EXERCISE :: Character for character, reproduce every entry below.
::: RECORDS FOR PROCESSING :::
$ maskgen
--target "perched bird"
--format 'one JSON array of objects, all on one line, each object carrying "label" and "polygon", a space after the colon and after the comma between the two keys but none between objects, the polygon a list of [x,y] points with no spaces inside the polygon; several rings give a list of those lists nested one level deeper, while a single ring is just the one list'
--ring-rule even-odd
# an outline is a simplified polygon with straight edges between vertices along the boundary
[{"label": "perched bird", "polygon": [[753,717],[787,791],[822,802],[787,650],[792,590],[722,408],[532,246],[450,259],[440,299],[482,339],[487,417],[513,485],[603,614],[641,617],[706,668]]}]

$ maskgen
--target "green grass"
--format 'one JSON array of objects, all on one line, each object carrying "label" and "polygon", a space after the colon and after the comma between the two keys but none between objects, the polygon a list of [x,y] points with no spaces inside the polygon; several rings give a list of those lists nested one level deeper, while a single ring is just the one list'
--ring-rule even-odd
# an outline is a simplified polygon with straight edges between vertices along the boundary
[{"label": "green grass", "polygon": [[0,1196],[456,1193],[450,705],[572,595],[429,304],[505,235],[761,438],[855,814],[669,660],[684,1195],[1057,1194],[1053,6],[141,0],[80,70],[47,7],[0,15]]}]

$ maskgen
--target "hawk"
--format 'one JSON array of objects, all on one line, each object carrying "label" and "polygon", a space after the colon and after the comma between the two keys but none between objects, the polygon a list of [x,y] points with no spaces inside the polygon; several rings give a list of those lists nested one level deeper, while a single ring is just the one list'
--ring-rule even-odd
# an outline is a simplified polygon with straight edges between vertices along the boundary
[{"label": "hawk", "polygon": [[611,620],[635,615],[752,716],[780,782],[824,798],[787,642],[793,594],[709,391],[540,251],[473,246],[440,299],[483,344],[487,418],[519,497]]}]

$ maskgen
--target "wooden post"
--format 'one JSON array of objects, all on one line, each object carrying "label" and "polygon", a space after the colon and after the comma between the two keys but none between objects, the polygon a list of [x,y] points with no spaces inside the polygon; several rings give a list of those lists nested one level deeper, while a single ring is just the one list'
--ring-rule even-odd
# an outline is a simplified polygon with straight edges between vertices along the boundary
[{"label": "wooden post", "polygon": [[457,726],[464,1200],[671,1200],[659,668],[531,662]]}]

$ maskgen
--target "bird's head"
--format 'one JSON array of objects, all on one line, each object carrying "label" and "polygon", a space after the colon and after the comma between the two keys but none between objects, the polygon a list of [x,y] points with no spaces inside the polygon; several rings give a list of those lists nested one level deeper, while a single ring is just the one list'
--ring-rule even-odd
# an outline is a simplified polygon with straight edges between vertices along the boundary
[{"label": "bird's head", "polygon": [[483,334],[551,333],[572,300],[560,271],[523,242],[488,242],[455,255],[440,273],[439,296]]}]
:::
YOUR RESPONSE ::
$ maskgen
--target "perched bird"
--format 'one JSON array of objects, all on one line, each object carrying "label" and "polygon", a space after the colon and after the comma between the two keys but none between objects, the polygon a list of [x,y] points with no spaces inside the polygon; several rings give a list of those lists nested one level deeper, while a single ring is just the one list'
--ring-rule even-odd
# an outline is a simplified polygon with straight edges between vertices along the boundary
[{"label": "perched bird", "polygon": [[753,717],[787,791],[822,802],[787,650],[792,590],[722,408],[532,246],[450,259],[440,299],[482,339],[487,417],[513,485],[603,614],[641,617],[706,668]]}]

$ maskgen
--target "green grass"
--format 'one JSON array of objects, all on one line, each object carrying "label" and "polygon", a space after the colon and after the comma between the two keys but none between objects, the polygon a list of [x,y] points with no spaces inside the polygon; several rings give a list of those lists nested one level deeper, while a single ring is just the one list'
--ring-rule even-odd
# an outline is a simplified polygon with straight edges between vertices along the boundary
[{"label": "green grass", "polygon": [[0,1196],[456,1193],[450,705],[572,595],[429,304],[505,235],[761,438],[855,814],[669,660],[684,1195],[1057,1194],[1053,6],[141,0],[80,70],[47,7],[0,15]]}]

$ maskgen
--target "hawk"
--format 'one JSON array of objects, all on one line, each object carrying "label" and "polygon", a space after the colon and after the comma between the two keys but none between objects, the polygon a list of [x,y] points with no spaces inside the polygon; several rings give a list of those lists nested one level deeper, while a single ring is just the one list'
--ring-rule even-odd
# an outline is a simplified polygon with straight edges between vertices along the boundary
[{"label": "hawk", "polygon": [[611,620],[635,615],[752,716],[780,782],[824,798],[787,642],[793,594],[709,391],[540,251],[473,246],[440,299],[483,344],[487,418],[519,497]]}]

$ maskgen
--target "wooden post"
--format 'one JSON array of objects, all on one line, each object carrying "label" and "polygon", a space after the colon and after the comma between the two keys but none between objects, the polygon a list of [x,y] points with no spaces inside the polygon; several rings give a list of those lists nested one level deeper, while a single ring is just the one list'
--ring-rule even-odd
# an outline is a simplified polygon with straight edges between vertices along the boundary
[{"label": "wooden post", "polygon": [[457,726],[464,1200],[671,1200],[659,668],[531,662]]}]

$ maskgen
--target "bird's head"
--format 'one JSON array of objects, all on one line, each object carrying "label" and "polygon", a space after the colon and after the comma between the two keys but none between objects, the polygon a list of [x,y] points with no spaces inside the polygon; several rings give a list of those lists nested one level deeper, while a single ring is just the one list'
--ring-rule even-odd
# an outline is a simplified polygon with straight edges between vertices along the boundary
[{"label": "bird's head", "polygon": [[483,334],[551,333],[572,300],[560,271],[523,242],[488,242],[455,255],[440,273],[439,296]]}]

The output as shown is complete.